Written request
Recast every line of the entries below as a JSON list of strings, one string per line, skipping blank lines. Leave the pictures out.

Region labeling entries
============================================================

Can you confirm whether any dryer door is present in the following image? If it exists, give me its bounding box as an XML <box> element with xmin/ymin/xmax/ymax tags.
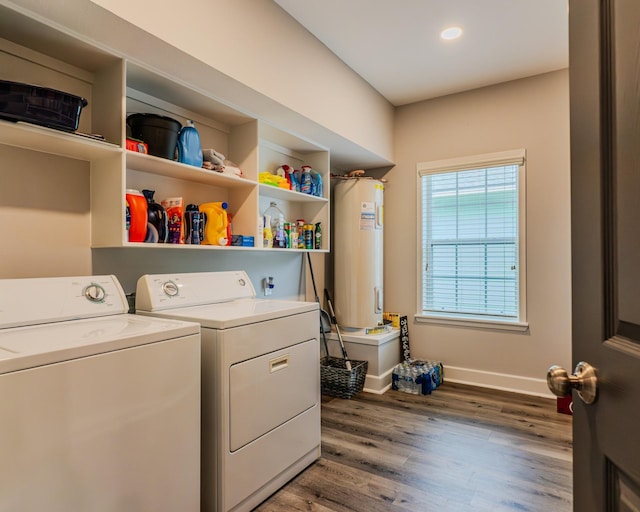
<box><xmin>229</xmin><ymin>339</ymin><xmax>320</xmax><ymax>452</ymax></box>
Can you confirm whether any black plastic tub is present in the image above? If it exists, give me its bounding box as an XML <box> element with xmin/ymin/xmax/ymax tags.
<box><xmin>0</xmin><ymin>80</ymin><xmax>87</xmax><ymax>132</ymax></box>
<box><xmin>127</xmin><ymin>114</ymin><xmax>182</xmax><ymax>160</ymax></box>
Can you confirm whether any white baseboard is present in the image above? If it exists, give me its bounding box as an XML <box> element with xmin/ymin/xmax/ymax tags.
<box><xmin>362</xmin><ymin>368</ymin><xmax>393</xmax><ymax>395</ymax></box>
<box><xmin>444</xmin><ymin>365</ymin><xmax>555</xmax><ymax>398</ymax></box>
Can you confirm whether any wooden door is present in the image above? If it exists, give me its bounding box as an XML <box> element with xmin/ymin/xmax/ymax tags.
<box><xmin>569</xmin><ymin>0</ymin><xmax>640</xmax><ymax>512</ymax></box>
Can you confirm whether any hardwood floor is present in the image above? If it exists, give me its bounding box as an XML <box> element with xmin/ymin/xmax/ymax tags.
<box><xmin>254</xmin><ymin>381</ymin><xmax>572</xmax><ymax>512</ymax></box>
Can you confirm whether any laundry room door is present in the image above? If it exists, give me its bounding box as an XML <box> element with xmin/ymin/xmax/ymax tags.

============================================================

Response to this task
[
  "Can you confirm whether any dryer door is present in the following image? If it exists, give me its bounding box as an XML <box> element with xmin/ymin/xmax/ymax tags.",
  "<box><xmin>229</xmin><ymin>339</ymin><xmax>320</xmax><ymax>452</ymax></box>",
  "Can you confirm whether any black plastic tub is present in the image above? If it exists, give me its bounding box as an XML <box> element with xmin/ymin/xmax/ymax tags.",
  "<box><xmin>0</xmin><ymin>80</ymin><xmax>87</xmax><ymax>132</ymax></box>",
  "<box><xmin>127</xmin><ymin>114</ymin><xmax>182</xmax><ymax>160</ymax></box>",
  "Can you confirm whether any white baseboard is present in the image above? If it exists, give me its bounding box as an XML <box> element with xmin/ymin/xmax/ymax tags.",
  "<box><xmin>362</xmin><ymin>368</ymin><xmax>393</xmax><ymax>395</ymax></box>",
  "<box><xmin>444</xmin><ymin>365</ymin><xmax>555</xmax><ymax>398</ymax></box>",
  "Can you confirm whether any wooden door is present in the image above? If it exists, give me its bounding box as an XML <box> element with xmin/ymin/xmax/ymax tags.",
  "<box><xmin>569</xmin><ymin>0</ymin><xmax>640</xmax><ymax>512</ymax></box>",
  "Can you confirm whether any hardwood floor is present in the image above? If it exists, give me its bounding box as an XML <box> element with xmin/ymin/xmax/ymax tags.",
  "<box><xmin>254</xmin><ymin>381</ymin><xmax>572</xmax><ymax>512</ymax></box>",
  "Can you confirm whether any laundry room door is present in the image above? If it exists, give me its bounding box as an XML <box> element with xmin/ymin/xmax/ymax tags."
]